» EXERCISE TEXT
....................

#2474 F34 System-Wide Change: Rust Crate Packages For Release Branches
Closed: Accepted 4 years ago by sgallagh. Opened 4 years ago by bcotton.

This Change proposal aims to enable shipping Rust crate packages (rust-$CRATE_NAME) on release branches of fedora. Currently, they are only available for rawhide, which makes building Rust packages for release branches difficult.


I will abstain, since I submitted this proposal.

dumb question.. are there any drawbacks to this change? If not, why didn't we do this in the past?

Edited to remove superfluous (non counting) vote.

@dustymabe Please don't vote here (only current FESCo members vote), it's confusing when counting, thank you.

If you need to discuss this change proposal (your question is not dump, it's very good!), please do it in the devel mailing list thread.

I'm somewhat -1.

  • Current updates policy will not allow us without exception break compatibility of rust-*-devel packages.
  • Yes, creating "compat" packages is not so much work but somebody will have to do it and it is additional burden.
  • We still don't have any automation to handle multi-release builds so people who will be updating stack of packages will have to do it 3-4 times (with buildroot overrides and such).

....................

» TASK TO CARRY OUT
Copy the passage of the ticket on Rust crate packages word for word, starting at "This Change proposal aims" and ending at "I'm somewhat -1.".

» SUPPLIED MATERIAL
....................

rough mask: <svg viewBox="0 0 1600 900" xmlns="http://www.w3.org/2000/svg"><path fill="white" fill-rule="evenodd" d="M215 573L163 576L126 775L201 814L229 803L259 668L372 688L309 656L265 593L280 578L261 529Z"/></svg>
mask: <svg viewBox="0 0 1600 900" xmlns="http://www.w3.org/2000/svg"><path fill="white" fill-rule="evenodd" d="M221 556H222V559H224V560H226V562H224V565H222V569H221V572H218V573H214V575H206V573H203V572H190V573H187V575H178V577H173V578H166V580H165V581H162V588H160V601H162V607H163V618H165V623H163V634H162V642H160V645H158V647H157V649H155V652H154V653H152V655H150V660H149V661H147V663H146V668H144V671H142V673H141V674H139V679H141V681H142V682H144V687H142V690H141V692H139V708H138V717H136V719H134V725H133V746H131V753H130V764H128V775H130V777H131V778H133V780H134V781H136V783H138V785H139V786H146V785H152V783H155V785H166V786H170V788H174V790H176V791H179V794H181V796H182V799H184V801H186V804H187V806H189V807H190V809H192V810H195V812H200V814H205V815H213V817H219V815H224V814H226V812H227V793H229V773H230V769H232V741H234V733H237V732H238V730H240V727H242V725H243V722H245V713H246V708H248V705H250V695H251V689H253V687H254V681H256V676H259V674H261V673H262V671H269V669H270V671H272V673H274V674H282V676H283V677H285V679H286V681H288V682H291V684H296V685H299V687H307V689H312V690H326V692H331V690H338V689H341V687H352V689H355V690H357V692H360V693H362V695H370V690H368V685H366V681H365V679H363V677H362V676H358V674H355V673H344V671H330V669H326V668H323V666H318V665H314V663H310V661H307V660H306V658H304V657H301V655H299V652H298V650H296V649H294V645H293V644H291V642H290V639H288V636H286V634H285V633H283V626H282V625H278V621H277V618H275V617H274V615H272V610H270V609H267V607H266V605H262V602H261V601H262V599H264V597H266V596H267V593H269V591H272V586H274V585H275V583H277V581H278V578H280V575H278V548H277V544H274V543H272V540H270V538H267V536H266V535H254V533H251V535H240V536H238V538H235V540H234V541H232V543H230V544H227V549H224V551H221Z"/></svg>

....................

» SOLUTION
This Change proposal aims to enable shipping Rust crate packages (rust-$CRATE_NAME) on release branches of fedora. Currently, they are only available for rawhide, which makes building Rust packages for release branches difficult.


I will abstain, since I submitted this proposal.

dumb question.. are there any drawbacks to this change? If not, why didn't we do this in the past?

Edited to remove superfluous (non counting) vote.

@dustymabe Please don't vote here (only current FESCo members vote), it's confusing when counting, thank you.

If you need to discuss this change proposal (your question is not dump, it's very good!), please do it in the devel mailing list thread.

I'm somewhat -1.